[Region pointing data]
........

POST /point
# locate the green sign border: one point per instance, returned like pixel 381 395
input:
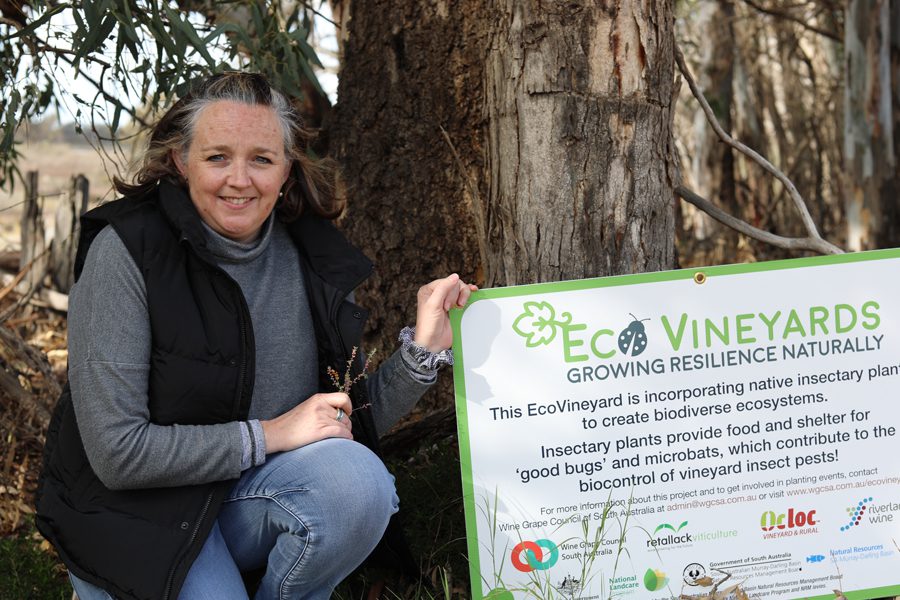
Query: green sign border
pixel 465 451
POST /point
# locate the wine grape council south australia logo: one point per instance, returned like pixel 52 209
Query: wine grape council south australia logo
pixel 538 555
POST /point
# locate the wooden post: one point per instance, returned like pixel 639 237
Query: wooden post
pixel 32 236
pixel 62 248
pixel 82 187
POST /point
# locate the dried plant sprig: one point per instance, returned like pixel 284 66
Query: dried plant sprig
pixel 345 383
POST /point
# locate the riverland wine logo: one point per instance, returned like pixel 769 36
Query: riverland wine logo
pixel 539 325
pixel 856 513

........

Filter the records above for "returned" and copy every matching line.

# locate the green sign border: one point per instance, returned like pixel 381 395
# locate the wine grape council south australia logo: one point per instance, returned like pixel 52 209
# locate the wooden post: one point per instance, returned like pixel 639 237
# locate the dried plant sprig: one point per instance, returned like pixel 284 66
# locate the riverland wine logo: one point per instance, returned like pixel 769 36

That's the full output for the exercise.